--- PASSAGE TO READ ---

# Air Snapping, Demand Barking, Nipping



## PeggyTheParti (Sep 5, 2019)

When Peggy is frustrated, she will bark sharply and snap in the air. Sometimes also (but only with me) she'll dart forward, nip once or twice rapidly, and then jump back. She's never broken skin.

If I say "NO" it gets much worse, so I've learned to just shut down, look away, and wait until she settles. If I commit to this, it usually only takes a few seconds before she stops. But it can escalate again quickly if I reach for her or raise my voice.

These outbursts most commonly happen:

1. If she wants to jump in the bathtub and I won't let her. 

2. If I run in the house and she gets over-excited and starts chasing me, but then I abruptly try to stop the game.

3. If I ask for too much from her before throwing her ball. 

I guess my question is: Is this normal over-arousal behaviour for a puppy? Does air-snapping typically accompany demand barking? And am I doing the right thing to diffuse the situation?

--- DATA ROWS ---

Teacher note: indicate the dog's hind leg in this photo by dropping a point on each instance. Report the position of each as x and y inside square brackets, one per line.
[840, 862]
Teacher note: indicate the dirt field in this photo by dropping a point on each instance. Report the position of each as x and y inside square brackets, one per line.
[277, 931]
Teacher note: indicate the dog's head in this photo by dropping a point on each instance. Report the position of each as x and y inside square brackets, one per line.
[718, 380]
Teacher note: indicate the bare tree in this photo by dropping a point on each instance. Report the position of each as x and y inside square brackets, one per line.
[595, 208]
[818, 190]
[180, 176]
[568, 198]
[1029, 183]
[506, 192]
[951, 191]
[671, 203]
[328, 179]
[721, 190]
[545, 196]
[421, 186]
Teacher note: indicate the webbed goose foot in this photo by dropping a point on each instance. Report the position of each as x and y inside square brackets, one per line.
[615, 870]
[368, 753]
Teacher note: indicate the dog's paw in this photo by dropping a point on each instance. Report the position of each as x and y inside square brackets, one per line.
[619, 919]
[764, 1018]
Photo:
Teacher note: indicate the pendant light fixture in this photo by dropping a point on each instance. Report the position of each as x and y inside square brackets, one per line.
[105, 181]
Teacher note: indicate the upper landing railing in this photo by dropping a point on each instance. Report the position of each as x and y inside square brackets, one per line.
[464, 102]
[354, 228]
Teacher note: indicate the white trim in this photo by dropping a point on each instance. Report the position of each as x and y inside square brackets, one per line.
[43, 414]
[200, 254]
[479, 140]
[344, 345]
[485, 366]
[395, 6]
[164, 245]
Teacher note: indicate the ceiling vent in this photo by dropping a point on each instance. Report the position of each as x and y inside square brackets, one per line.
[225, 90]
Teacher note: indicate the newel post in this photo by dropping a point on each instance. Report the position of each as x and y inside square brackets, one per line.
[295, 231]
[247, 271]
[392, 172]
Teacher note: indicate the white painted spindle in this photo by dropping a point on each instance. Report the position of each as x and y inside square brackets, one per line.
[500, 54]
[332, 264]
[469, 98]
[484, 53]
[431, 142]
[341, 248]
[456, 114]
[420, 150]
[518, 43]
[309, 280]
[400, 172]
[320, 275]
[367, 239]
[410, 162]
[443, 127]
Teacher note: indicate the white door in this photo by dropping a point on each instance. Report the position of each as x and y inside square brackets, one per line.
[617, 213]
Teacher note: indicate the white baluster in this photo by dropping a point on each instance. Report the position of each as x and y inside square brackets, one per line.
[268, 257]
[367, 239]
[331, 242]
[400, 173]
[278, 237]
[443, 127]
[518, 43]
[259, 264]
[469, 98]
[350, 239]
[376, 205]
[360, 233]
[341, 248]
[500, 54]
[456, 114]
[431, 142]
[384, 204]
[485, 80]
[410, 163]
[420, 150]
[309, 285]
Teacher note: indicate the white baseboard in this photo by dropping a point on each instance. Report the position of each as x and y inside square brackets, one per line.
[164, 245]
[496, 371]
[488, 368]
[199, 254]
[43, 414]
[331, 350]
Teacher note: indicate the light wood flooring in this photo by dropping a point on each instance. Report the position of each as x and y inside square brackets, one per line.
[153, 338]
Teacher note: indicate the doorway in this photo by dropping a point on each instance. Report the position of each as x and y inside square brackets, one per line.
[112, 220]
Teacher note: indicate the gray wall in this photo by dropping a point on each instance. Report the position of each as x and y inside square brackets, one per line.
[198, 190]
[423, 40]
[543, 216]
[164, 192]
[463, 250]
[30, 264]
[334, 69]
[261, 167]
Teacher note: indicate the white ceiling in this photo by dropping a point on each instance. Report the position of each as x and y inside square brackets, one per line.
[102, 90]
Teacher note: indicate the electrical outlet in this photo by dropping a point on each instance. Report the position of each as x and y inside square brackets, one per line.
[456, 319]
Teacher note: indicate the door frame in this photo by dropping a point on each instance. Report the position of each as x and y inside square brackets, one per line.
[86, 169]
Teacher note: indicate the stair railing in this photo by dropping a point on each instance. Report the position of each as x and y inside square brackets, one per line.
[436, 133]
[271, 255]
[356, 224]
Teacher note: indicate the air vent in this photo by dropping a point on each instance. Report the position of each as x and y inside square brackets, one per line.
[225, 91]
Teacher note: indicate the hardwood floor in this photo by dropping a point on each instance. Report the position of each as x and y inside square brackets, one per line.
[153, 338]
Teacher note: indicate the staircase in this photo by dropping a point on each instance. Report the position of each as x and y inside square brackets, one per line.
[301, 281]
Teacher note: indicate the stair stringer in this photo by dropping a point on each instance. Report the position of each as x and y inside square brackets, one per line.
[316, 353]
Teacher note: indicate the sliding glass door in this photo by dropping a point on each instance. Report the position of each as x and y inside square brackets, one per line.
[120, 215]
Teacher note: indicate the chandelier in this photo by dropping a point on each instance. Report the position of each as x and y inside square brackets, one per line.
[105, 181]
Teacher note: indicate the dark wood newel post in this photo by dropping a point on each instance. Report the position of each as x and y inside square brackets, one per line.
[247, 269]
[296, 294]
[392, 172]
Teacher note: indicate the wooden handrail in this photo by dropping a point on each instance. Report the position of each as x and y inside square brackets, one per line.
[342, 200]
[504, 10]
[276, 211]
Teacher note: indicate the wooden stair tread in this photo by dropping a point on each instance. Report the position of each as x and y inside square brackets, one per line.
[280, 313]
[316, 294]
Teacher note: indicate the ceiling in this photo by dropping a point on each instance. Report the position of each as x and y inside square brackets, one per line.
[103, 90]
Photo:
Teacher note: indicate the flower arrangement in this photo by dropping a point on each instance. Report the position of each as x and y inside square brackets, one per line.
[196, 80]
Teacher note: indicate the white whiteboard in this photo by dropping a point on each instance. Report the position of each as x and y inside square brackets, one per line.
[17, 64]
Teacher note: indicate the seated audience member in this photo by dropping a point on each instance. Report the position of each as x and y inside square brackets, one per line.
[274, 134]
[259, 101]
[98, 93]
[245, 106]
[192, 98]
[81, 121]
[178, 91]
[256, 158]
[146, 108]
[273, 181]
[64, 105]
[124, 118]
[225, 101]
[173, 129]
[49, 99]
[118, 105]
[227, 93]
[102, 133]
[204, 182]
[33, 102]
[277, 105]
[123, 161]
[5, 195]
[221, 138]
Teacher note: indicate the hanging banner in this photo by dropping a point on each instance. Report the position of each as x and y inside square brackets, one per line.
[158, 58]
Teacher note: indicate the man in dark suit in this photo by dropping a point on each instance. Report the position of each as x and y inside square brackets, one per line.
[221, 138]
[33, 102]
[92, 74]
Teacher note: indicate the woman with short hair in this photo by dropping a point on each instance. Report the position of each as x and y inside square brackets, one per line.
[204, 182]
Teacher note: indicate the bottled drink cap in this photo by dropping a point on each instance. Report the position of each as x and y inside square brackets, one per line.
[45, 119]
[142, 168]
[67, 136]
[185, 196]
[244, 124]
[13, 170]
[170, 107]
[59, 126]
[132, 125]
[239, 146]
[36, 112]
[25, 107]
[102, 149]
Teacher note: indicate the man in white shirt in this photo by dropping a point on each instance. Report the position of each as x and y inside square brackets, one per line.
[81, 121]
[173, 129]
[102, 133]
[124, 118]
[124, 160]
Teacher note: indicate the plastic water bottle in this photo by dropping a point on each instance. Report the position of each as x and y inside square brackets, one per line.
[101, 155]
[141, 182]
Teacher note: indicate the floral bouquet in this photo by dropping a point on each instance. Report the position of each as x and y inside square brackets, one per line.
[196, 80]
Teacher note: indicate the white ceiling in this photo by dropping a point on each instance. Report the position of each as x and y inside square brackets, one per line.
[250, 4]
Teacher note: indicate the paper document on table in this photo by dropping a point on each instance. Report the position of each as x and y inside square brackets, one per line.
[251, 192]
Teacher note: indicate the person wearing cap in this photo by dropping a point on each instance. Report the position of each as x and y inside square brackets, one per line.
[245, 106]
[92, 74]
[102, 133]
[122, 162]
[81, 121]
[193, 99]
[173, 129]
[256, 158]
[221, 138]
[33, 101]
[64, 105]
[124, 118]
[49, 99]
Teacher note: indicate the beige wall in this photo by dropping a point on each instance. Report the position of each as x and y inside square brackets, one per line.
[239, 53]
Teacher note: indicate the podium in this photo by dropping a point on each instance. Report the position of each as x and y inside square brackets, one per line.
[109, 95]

---

# TASK LIST
[a] Transcribe the forum post about Peggy from "When Peggy is" up to and including "never broken skin.".
[b] According to the forum post about Peggy, why does the owner shut down, look away, and wait instead of saying "NO" during an outburst?
[c] List the situations that the forum post about Peggy says most commonly set off her outbursts.
The records are from a different source than the forum post.

# ANSWERS FOR THIS EXERCISE
[a]
When Peggy is frustrated, she will bark sharply and snap in the air. Sometimes also (but only with me) she'll dart forward, nip once or twice rapidly, and then jump back. She's never broken skin.

[b] Saying "NO" makes the outburst much worse. If the owner shuts down, looks away, and waits, Peggy usually stops within a few seconds.

[c]
- When she wants to jump in the bathtub and isn't allowed to
- When the owner runs in the house, she gets over-excited and chases, and then the owner abruptly tries to stop the game
- When the owner asks too much of her before throwing her ball